**** TEXT PASSAGE

American botanical illustrator

Adelia Sarah Gates (October 24, 1825 - September 21, 1912) was an American illustrator of botanical specimens. After several years working as an elementary schoolteacher and amateur decorative painter and watercolorist, she began to expand into scientific illustration, especially of plants and flowers. She traveled, collecting and documenting specimens from her expeditions later in her life.

== Early life ==
She was born in the Susquehanna Valley, specifically Otego, Otsego County. Gates worked as a governess, farm worker and teacher. At the age of 22, Gates moved to Lowell, Massachusetts to take up work in the cotton factories. In her thirties, she attended Antioch College, only to leave after two years due to health issues.

== Career ==
She started painting in her fifties, after taking lessons from Emilie Vouga in Geneva. Later in her life in San Francisco, she sought out further education in identification and naming of specimens from noted botanists Sara Plummer Lemmon and John Gill Lemmon, for which she traded lessons in "flower painting" and sketching.

********
**** GIVEN ENTRIES

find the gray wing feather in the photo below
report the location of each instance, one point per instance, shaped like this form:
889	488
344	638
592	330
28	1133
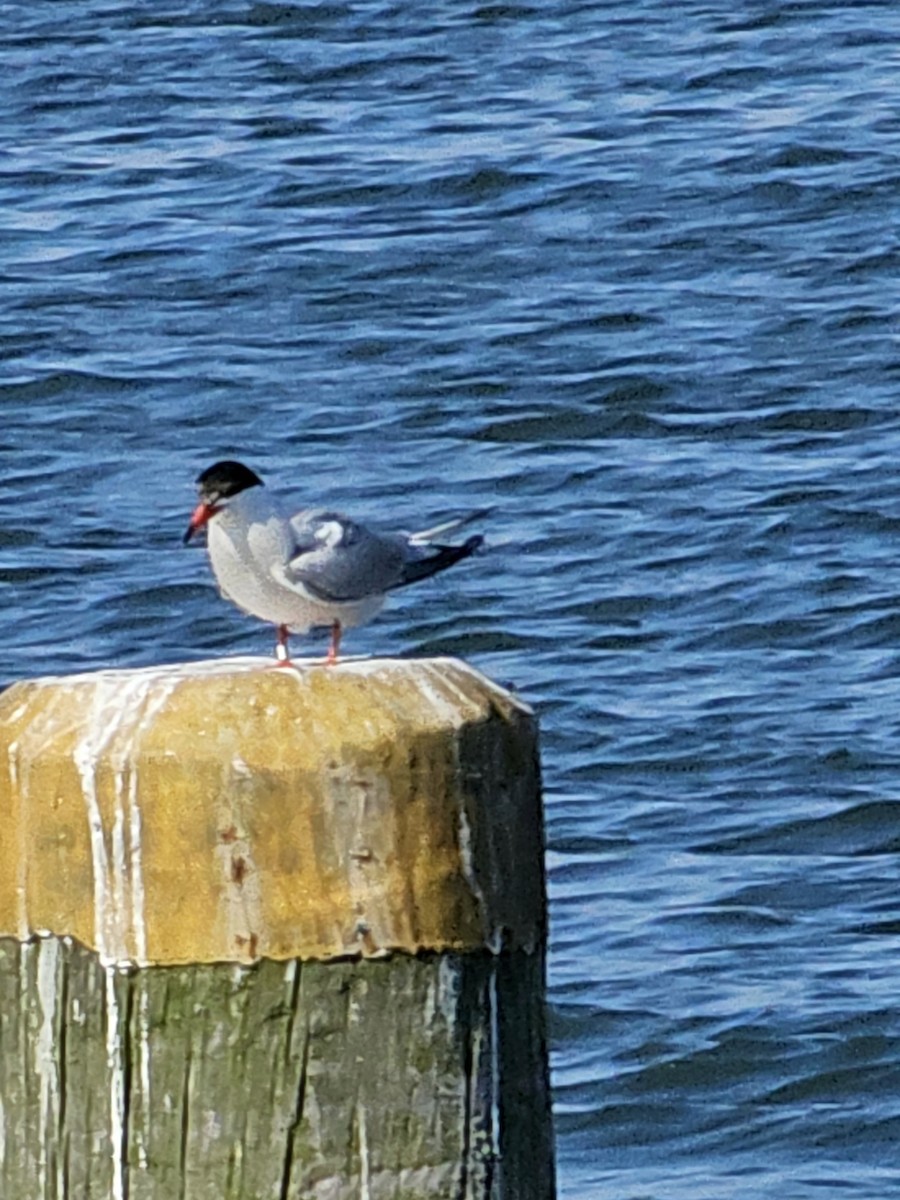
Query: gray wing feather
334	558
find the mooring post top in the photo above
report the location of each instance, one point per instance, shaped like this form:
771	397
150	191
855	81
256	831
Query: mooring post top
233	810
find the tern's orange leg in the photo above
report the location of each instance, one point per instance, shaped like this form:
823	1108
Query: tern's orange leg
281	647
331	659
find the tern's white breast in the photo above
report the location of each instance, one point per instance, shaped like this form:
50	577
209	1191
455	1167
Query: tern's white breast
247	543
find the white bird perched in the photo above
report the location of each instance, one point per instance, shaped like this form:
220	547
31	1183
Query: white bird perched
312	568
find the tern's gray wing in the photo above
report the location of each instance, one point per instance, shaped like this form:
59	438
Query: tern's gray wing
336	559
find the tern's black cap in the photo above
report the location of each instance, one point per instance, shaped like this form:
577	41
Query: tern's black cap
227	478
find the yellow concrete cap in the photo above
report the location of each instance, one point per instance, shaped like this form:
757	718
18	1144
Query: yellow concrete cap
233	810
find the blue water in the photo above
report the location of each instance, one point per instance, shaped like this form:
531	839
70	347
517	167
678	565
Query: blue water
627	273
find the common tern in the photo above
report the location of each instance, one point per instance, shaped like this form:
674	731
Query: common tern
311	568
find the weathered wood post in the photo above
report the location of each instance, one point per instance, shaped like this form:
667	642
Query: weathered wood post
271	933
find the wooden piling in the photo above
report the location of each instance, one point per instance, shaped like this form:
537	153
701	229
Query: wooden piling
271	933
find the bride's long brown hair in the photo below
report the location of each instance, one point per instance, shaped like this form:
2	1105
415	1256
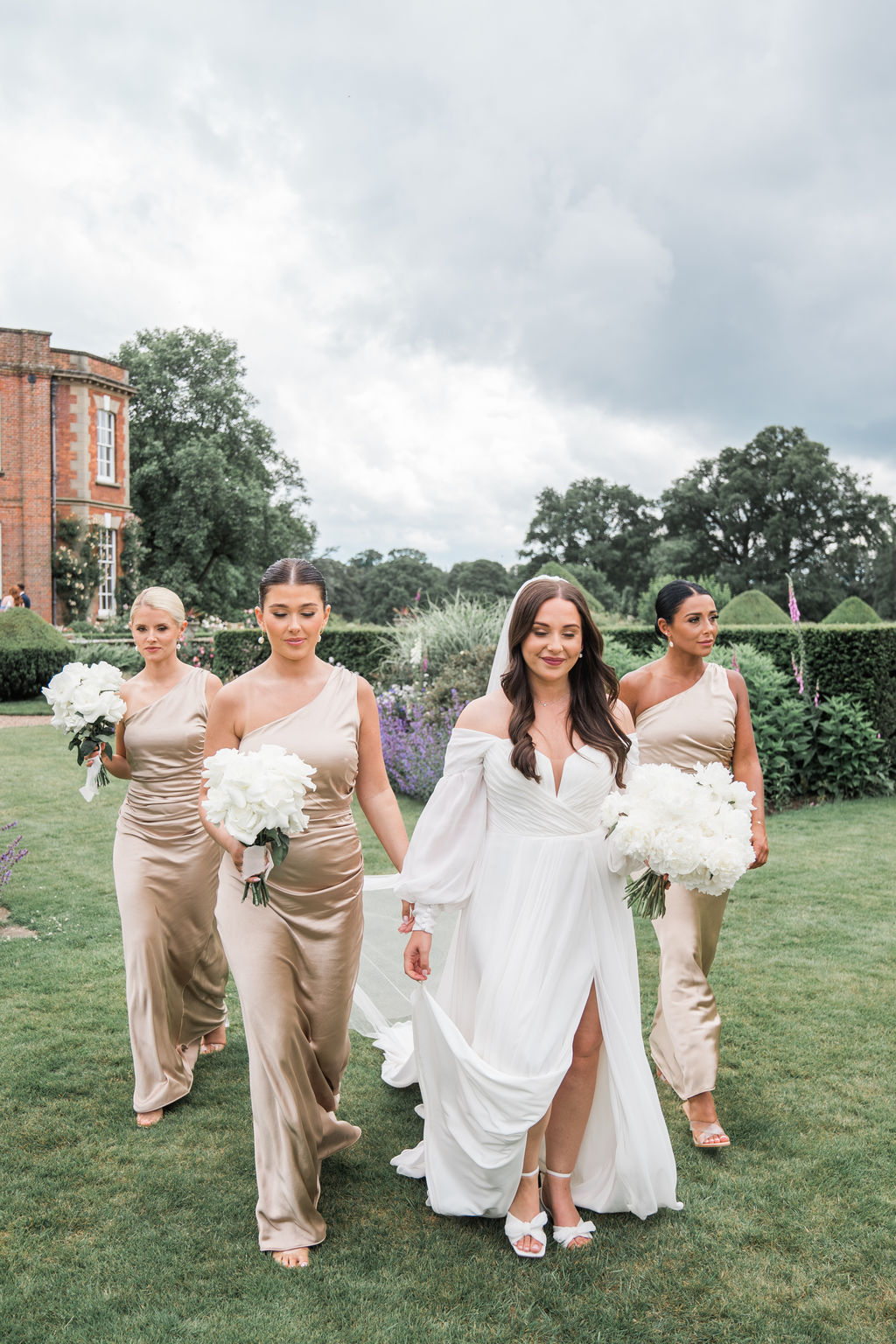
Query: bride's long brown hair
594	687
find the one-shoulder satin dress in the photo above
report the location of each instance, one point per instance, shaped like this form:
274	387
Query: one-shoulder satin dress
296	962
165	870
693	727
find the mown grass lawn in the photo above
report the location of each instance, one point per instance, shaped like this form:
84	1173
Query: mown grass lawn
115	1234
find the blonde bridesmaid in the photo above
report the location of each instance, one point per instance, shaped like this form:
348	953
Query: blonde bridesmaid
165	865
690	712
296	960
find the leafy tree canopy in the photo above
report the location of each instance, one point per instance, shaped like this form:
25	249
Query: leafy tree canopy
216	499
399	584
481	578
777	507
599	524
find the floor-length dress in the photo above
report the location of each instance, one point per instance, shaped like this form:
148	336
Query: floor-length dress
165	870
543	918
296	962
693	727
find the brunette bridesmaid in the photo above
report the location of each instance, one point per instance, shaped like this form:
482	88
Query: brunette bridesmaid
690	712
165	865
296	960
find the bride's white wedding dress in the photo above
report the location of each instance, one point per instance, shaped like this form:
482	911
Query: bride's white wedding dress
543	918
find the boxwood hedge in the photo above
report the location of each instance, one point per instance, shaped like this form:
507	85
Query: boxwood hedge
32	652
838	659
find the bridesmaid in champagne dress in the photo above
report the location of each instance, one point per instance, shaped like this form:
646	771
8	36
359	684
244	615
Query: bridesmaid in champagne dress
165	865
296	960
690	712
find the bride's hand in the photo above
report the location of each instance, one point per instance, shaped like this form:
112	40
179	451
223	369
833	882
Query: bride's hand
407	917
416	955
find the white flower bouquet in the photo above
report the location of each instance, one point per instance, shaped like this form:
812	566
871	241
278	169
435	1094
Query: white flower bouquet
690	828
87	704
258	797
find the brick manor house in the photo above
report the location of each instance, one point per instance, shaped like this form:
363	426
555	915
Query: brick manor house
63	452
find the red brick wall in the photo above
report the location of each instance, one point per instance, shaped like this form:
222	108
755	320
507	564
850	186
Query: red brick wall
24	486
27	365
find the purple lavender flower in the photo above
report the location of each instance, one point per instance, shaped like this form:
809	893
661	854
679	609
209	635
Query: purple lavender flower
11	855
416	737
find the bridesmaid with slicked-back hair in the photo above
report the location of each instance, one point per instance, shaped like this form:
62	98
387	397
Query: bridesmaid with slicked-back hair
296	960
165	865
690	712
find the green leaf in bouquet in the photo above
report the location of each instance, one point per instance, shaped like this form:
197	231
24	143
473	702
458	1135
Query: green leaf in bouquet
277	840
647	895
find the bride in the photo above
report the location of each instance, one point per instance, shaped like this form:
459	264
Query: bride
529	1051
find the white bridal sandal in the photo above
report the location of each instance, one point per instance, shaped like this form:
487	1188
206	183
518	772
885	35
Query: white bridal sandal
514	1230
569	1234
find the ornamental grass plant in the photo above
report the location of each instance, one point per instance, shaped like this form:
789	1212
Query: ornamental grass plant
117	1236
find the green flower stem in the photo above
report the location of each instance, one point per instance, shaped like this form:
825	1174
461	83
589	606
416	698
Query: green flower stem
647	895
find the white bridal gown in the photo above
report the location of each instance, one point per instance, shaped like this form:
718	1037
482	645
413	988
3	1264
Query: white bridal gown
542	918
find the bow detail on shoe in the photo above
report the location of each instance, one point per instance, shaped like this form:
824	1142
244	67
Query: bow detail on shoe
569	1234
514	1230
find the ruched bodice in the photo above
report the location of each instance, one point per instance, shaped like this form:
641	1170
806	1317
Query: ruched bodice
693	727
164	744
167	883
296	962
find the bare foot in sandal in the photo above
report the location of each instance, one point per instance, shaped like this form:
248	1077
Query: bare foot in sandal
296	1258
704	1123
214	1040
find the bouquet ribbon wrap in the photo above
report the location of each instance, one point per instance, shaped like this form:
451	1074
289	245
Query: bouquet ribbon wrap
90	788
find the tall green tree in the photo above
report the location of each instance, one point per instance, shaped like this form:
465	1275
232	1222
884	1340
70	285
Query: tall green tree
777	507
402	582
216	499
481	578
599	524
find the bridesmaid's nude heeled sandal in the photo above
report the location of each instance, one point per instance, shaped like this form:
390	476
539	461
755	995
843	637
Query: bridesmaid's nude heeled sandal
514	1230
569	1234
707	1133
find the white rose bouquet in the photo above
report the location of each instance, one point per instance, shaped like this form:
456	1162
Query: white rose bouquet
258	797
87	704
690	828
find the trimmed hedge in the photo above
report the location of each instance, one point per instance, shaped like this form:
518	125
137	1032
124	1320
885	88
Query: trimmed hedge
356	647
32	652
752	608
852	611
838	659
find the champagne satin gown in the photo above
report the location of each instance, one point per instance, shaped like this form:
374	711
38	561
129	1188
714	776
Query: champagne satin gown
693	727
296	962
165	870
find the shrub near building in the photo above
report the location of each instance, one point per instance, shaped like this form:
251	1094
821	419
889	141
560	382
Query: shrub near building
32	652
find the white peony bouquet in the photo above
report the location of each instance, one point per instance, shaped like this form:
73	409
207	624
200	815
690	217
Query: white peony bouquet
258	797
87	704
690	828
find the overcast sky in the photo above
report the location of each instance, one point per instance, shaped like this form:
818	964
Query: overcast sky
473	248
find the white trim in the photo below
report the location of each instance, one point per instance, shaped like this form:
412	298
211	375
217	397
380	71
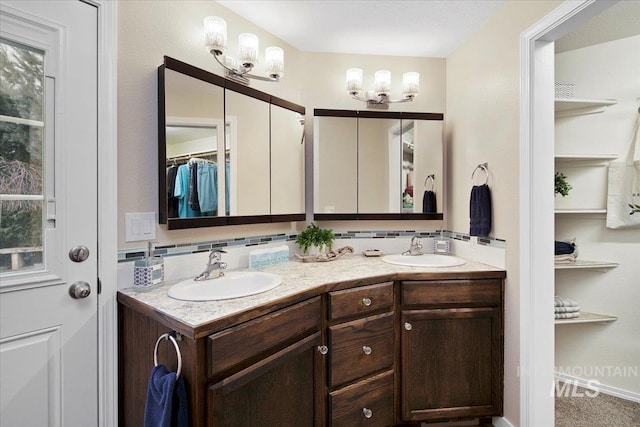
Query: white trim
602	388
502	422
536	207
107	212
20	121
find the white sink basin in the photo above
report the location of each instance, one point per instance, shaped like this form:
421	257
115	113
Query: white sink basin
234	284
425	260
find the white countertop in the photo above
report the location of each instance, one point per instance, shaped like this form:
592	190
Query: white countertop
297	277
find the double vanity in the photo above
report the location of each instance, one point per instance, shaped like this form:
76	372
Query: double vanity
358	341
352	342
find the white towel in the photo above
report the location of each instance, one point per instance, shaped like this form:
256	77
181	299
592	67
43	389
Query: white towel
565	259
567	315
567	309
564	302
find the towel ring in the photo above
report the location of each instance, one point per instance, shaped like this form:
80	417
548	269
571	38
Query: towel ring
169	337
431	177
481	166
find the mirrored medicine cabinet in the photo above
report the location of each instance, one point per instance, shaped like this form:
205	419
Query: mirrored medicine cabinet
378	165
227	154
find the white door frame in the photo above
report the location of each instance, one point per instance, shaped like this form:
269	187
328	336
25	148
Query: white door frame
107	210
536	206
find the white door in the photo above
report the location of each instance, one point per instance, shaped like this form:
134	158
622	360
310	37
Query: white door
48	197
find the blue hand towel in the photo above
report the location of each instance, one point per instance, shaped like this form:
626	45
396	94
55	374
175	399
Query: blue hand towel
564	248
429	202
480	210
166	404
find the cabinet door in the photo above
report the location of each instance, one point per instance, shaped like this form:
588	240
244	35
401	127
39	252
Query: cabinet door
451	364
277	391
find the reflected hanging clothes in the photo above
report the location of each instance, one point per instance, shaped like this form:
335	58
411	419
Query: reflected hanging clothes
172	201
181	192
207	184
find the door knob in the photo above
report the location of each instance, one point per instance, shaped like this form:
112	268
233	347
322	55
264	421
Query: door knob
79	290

********

ASSIGNED TASK: Pick up the biography of Adelia Sarah Gates after its final sentence and carry it forward.

RESPONSE TO THE EXERCISE:
During her lifetime, a colorful biography of her life and travels including expeditions to paint specimens was written by Adela Elizabeth Orpen. Titled The chronicles of the Sid, or, The life and travels of Adelia Gates, it was published in New York by Fleming H. Revell Company and in London by the Religious Tract Society. In the book, Orpen describes Gates, who was her governess for 14 years, by saying that "Though an artist, she is not a great genius; though a traveller in many lands, she has had no thrilling adventures. She never did any horrid deed, nor suffered any hideous privations." Orpen refers to Gates as "the Sid," rather than Adelia, throughout the book explaining that "Sid means lady or mistress, and is the title by which she was known in the Sahara."

Gates died in San Francisco on September 21, 1912. After her death, over 600 of her works were exhibited and donated to the United States National Museum, Smithsonian Institution.